Material for the task:
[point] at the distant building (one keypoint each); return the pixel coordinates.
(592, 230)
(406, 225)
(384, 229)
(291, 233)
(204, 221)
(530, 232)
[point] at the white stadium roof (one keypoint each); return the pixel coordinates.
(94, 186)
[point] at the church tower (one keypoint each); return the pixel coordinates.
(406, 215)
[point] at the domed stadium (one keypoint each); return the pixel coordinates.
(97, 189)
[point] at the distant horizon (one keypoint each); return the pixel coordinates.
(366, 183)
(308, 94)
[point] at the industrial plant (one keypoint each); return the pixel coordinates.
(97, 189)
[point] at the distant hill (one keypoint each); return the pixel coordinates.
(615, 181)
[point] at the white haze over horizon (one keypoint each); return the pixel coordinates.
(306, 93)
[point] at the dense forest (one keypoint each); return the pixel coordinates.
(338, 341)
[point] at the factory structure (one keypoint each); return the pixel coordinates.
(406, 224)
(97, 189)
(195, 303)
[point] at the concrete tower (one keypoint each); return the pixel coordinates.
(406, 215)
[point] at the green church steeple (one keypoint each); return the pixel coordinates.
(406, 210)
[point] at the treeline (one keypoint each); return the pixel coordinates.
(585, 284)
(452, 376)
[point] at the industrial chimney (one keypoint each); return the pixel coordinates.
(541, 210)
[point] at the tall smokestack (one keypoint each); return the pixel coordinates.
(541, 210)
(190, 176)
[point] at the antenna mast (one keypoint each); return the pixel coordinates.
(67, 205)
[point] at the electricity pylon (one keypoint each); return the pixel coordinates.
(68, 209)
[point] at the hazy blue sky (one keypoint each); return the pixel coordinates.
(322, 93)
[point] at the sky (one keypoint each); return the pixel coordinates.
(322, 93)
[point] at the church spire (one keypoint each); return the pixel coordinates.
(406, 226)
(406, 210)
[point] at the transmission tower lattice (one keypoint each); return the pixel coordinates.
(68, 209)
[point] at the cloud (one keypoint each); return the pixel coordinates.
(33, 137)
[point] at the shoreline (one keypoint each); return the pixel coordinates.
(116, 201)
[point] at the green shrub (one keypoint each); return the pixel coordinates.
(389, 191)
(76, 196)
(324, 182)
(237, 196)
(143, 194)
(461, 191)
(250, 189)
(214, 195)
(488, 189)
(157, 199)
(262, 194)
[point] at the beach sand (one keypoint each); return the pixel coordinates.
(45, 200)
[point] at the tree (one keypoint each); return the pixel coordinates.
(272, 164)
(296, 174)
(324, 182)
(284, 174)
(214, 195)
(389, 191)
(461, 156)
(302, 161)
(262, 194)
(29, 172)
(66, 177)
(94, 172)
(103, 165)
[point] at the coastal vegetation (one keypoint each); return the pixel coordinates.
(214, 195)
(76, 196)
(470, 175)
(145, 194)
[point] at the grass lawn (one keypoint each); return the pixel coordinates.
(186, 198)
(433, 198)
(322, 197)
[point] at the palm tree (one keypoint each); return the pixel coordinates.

Directive:
The required output is the span of lines from the one containing "[point] at the green church" to the last line, reproduced character for character.

Result:
[point] at the green church steeple (one keypoint each); return the pixel coordinates.
(406, 210)
[point] at the treeline (one keypoint each); return the pixel coordinates.
(585, 284)
(452, 376)
[point] at the industrial chimney (one keypoint each); return the pixel coordinates.
(541, 210)
[point] at the tall smokestack (one keypoint each); return the pixel coordinates.
(541, 210)
(190, 176)
[point] at the antenna mast (one keypoint each); return the pixel coordinates.
(67, 205)
[point] at the electricity pylon (one keypoint each); return the pixel coordinates.
(68, 209)
[point] at the hazy blue sky (one keypoint each); return the pixel coordinates.
(322, 93)
[point] at the sky (one keypoint each); return the pixel coordinates.
(322, 93)
[point] at the church spire (one keypoint each); return the pixel coordinates.
(406, 226)
(406, 210)
[point] at the transmission tower lattice (one keypoint each); return the pixel coordinates.
(68, 209)
[point] at the cloud (one keypoint each); return the pixel coordinates.
(33, 137)
[point] at the shoreline (one keypoint each); return the pixel coordinates.
(116, 201)
[point] at the green shrub (one keypoint each); return the pixel coordinates.
(389, 191)
(76, 196)
(324, 182)
(237, 196)
(143, 194)
(461, 191)
(250, 189)
(214, 195)
(488, 189)
(157, 199)
(262, 194)
[point] at the beach sand (one keypoint each); return the pixel coordinates.
(45, 200)
[point] at the tree (one keypoint each); return the pixel coordinates.
(272, 164)
(296, 174)
(324, 182)
(284, 174)
(214, 195)
(389, 191)
(461, 156)
(302, 161)
(262, 194)
(29, 172)
(66, 177)
(94, 172)
(103, 165)
[point] at the coastal vegetation (one keypoint each); return the pixel coordinates.
(214, 195)
(76, 196)
(470, 175)
(145, 194)
[point] at the grass lawn (one keypoint each); return the pixel coordinates.
(186, 198)
(433, 198)
(322, 197)
[point] at the palm tree (one keypoint each); return the pixel coordinates.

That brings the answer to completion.